* **Kutipan Halaman**:
════

Laman

Rabu, 08 Januari 2014

MODEL PERTANGGUNGJAWABAN KEPALA DESA



1.1 Menurut UU No. 5 Tahun 1974
Ø  UU No 5 Tahun 1974 tidak mengatur desa, tetapi diatur secara detail dalam UU No 5 Tahun 1979. Desa  adalah kesatuan administrasi pemerintahan terendah dibawah kecamatan dan diseragamkan di seluruh negara kesatuan Republik Indonesia.

                format UU No 5 Tahun 1974  tentang pemerintahan daerah yang dinilai sentralistik dengan konotasi kurang demokratis, yaitu kepala daerah memberikan pertanggungjawaban kepada pemerintah diatasnya dan memberikan keterangan pertanggungjawaban kepada DPRD, tetapi tidak ada statement menginformasikan laporan penyelenggaraan pemerintahan daerah kepada masyarakat.

════

Baris set data
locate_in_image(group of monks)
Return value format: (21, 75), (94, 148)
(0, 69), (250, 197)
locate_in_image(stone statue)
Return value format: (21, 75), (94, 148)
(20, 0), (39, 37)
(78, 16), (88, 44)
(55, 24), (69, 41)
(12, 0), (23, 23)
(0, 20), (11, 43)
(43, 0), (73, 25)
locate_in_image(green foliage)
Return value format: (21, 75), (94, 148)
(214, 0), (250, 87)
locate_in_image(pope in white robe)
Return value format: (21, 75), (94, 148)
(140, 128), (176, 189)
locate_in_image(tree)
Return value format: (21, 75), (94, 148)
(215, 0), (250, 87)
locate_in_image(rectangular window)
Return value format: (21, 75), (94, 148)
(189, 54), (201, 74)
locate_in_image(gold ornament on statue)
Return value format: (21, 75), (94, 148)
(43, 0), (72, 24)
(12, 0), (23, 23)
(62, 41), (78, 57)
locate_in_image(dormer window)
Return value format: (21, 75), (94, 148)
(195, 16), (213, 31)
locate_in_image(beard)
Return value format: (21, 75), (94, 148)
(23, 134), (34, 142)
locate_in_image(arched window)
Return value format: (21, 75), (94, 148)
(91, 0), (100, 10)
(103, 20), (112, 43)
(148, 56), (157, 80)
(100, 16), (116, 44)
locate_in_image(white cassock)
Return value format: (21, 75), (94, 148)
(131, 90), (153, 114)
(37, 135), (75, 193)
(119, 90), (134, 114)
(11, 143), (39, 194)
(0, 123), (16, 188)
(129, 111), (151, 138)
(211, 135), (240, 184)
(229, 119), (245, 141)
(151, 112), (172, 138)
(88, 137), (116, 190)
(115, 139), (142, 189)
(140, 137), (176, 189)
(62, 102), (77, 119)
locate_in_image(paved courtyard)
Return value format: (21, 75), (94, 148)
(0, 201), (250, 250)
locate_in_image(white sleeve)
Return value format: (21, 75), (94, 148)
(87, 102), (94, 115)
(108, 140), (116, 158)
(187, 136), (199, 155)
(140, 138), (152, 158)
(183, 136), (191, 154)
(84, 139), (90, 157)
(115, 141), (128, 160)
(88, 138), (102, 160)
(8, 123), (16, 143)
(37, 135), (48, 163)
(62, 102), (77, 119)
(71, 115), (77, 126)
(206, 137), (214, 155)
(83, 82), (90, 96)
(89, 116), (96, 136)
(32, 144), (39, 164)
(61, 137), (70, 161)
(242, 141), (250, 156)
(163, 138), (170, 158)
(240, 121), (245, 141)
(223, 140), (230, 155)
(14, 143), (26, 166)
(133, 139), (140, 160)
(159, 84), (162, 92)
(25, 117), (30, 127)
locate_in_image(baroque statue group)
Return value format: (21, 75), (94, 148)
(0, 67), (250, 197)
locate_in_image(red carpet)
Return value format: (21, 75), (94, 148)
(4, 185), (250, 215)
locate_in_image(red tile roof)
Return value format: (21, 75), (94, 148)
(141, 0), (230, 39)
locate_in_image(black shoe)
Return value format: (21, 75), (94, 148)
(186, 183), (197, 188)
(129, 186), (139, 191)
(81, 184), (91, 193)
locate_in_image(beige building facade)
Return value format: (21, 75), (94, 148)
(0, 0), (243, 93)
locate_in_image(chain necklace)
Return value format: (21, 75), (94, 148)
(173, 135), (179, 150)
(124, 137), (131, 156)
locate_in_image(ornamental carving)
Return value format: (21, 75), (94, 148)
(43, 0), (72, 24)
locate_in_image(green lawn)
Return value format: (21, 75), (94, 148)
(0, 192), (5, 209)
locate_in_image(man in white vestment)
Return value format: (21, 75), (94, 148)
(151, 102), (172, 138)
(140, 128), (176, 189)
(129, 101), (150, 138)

════

* **Petunjuk**:
1. Dalam kutipan tentang pertanggungjawaban kepala desa, undang-undang mana yang mengatur desa secara detail?
2. Salin ulang dengan persis bagian kutipan tentang pertanggungjawaban kepala desa mulai dari "MODEL PERTANGGUNGJAWABAN KEPALA" sampai dengan "kesatuan Republik Indonesia.".
Materi ini diambil dari sumber yang berbeda.

* **Jawaban Berikut**:
1. UU No 5 Tahun 1979.

2.
MODEL PERTANGGUNGJAWABAN KEPALA DESA



1.1 Menurut UU No. 5 Tahun 1974
Ø  UU No 5 Tahun 1974 tidak mengatur desa, tetapi diatur secara detail dalam UU No 5 Tahun 1979. Desa  adalah kesatuan administrasi pemerintahan terendah dibawah kecamatan dan diseragamkan di seluruh negara kesatuan Republik Indonesia.